# Written exercise
Retype the tail of the data exactly, starting at the line containing "Q: Point to the white" and stopping at the last line.

[Labeled-object pointing entries]

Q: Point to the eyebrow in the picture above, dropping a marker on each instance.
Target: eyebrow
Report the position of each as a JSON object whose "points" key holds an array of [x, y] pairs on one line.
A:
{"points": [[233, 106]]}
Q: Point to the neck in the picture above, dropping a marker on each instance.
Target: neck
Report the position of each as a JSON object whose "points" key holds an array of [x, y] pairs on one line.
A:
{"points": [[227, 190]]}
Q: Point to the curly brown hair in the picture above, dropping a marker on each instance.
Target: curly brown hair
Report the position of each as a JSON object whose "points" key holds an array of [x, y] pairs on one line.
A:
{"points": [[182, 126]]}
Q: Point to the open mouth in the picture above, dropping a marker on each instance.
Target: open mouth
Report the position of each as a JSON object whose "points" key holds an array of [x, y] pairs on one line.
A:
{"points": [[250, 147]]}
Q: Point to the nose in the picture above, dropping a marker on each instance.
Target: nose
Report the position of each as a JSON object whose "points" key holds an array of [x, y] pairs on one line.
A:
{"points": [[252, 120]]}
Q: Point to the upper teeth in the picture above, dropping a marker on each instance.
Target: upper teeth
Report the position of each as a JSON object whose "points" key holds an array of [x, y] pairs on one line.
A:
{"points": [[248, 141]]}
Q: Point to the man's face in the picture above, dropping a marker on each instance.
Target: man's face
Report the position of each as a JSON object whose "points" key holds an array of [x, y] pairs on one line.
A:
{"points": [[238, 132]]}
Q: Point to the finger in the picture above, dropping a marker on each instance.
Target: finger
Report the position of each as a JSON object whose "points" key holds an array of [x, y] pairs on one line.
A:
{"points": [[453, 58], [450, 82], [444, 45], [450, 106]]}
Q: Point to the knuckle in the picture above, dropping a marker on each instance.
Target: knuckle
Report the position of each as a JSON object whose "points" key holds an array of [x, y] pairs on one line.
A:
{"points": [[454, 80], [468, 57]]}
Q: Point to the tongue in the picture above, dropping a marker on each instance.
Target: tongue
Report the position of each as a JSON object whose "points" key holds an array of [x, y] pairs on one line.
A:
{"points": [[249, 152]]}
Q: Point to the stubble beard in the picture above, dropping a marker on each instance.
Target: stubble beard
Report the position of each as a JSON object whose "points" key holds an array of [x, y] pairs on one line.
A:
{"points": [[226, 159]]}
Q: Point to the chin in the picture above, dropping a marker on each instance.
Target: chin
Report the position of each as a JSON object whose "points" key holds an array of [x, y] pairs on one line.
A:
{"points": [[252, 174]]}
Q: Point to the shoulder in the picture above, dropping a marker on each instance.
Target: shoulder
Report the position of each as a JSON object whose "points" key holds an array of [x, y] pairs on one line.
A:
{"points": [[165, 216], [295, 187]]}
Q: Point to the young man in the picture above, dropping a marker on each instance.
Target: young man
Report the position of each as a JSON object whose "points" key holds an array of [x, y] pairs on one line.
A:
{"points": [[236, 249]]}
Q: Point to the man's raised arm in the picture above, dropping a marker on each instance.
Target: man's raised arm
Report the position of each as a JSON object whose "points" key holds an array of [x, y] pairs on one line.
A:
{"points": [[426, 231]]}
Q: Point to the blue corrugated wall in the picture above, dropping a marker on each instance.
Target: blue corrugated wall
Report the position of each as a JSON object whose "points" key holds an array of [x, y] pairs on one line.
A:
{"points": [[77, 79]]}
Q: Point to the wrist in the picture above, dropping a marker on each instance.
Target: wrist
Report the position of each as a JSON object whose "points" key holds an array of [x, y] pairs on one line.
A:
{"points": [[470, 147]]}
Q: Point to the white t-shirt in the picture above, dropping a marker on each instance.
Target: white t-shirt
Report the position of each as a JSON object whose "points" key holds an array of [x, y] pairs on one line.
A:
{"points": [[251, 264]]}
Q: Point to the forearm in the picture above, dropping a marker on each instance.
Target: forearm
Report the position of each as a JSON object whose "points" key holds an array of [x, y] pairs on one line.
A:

# Completed exercise
Q: Point to the white t-shirt in the picture above, dropping a marker on each instance.
Target: white t-shirt
Report the position of each as a JSON object whose "points" key holds an array of [x, y] pairs on one line.
A:
{"points": [[251, 264]]}
Q: Point to the forearm in the picture above, dropping a marker on each instance.
Target: forearm
Report the position of each as a JSON object whose "points" key holds an array of [x, y] pairs on one line.
A:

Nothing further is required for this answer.